====== Texte fourni
Lettre à deux amis artistes. De Düsseldorf, 22 septembre 1964, à Helmut et Erika Heinze, 1964 SOURCE
Gerhard Richter: Text. Writings, Interviews and Letters 1961–2007, Thames & Hudson, London, 2009, p. 14

Ce que l’on désigne officiellement sous terme de « portrait » joue-t-il un rôle important dans la création des portraits que vous faites ? Est-ce que vous avez analysé le concept traditionnel du portrait, ou de telles considérations seraient-elles secondaires au regard de vos thématiques ?
Je crains de ne pas être familier avec des termes comme ceux-là. Ce n’est pas quelque chose auquel je peux répondre. Mais, naturellement, les portraits jouent un rôle majeur. J’espère toujours peindre de bons portraits mais je ne peux plus le faire. Je m’attache beaucoup plus à peindre de beaux tableaux.

Interview with Susanne Ehrenfried, 1995, 1995 SOURCE
Gerhard Richter: Text. Writings, Interviews and Letters 1961–2007, Thames & Hudson, London, 2009, p. 14

N’avez vous jamais peint des portraits sur commande ?
Oui, dans les années 60. Les portraits de Wachenfeld [CR: 104-3], Dwinger [CR: 103], Wasmuth [CR: 104-2], Schniewind [CR: 42, 42/1-2] et Schmela [CR: 37/1-3], par exemple, furent des œuvres commandées. En quelque sorte, cette façon de faire était typique des années 60. Et cela me convenait tout à fait car cela me permettait de mettre entre parenthèses mes préférences artistiques personnelles et  permettait à ces peintures de devenir des produits du hasard. Cependant, je me suis graduellement désintéressé de cette manière de travailler. Maintenant, plus personne ne m’approche avec de de telles demandes parce qu’ils le savent tous : Richter ne fait plus de portraits sur commande.

Interview with Susanne Ehrenfried, 1995, 1995 SOURCE
Gerhard Richter: Text. Writings, Interviews and Letters 1961–2007, Thames & Hudson, London, 2009, p. 14

[…] Les tableaux Oncle Rudi [CR: 85], Homme avec son chien [CR: 94] et les 48 Portraits [CR: 324] montrent la perte de la figure paternelle – la photographie du petit oncle perdu rayonnant comme un officier ; le cliché étrange de votre père qui ressemble presque à un clown ; et la non moins distante collection de portraits encyclopédique de differents modèles masculins. Ces images ont toutes trait à la perte du père.
Oui, absolument, et j’ai même moins de difficulté à l’admettre car c’est l’expérience de toute une génération, la génération d’après-guerre, ou même deux générations qui ont perdu leurs pères pour toutes sortes de raisons – quelques-uns qui, littéralement, sont tombés à la guerre ; puis il y eut les autres, les cassés, les humiliés, ceux qui rentrèrent blessés physiquement et mentalement puis ces pères qui étaient coupables de crimes. Ce sont les trois types de pères que vous ne voulez pas avoir. Chaque enfant désire un père dont il soit fier.
============
====== Données fournies
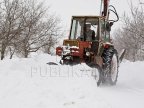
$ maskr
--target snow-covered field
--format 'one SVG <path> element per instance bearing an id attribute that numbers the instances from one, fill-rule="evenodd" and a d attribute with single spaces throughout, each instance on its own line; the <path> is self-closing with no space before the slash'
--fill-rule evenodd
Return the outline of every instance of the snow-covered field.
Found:
<path id="1" fill-rule="evenodd" d="M 47 54 L 0 61 L 0 108 L 144 108 L 144 62 L 124 61 L 116 86 L 96 86 L 85 64 Z"/>

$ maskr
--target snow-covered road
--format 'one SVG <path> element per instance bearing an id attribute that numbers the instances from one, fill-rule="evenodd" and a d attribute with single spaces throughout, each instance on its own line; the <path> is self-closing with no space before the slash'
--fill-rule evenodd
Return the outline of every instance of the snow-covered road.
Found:
<path id="1" fill-rule="evenodd" d="M 50 55 L 0 61 L 0 108 L 144 108 L 144 62 L 124 61 L 116 86 L 96 86 L 85 64 Z"/>

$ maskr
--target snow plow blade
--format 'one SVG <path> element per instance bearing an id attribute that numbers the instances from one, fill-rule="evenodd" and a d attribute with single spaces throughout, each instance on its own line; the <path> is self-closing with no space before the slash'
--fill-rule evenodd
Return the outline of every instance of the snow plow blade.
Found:
<path id="1" fill-rule="evenodd" d="M 126 49 L 123 49 L 123 50 L 120 52 L 120 54 L 119 54 L 119 63 L 122 62 L 125 53 L 126 53 Z"/>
============
Recopiez sans rien changer, dans le texte fourni, tout ce qui va de « Oui, absolument, et » jusqu'à « il soit fier. ».

**Résultat attendu**
Oui, absolument, et j’ai même moins de difficulté à l’admettre car c’est l’expérience de toute une génération, la génération d’après-guerre, ou même deux générations qui ont perdu leurs pères pour toutes sortes de raisons – quelques-uns qui, littéralement, sont tombés à la guerre ; puis il y eut les autres, les cassés, les humiliés, ceux qui rentrèrent blessés physiquement et mentalement puis ces pères qui étaient coupables de crimes. Ce sont les trois types de pères que vous ne voulez pas avoir. Chaque enfant désire un père dont il soit fier.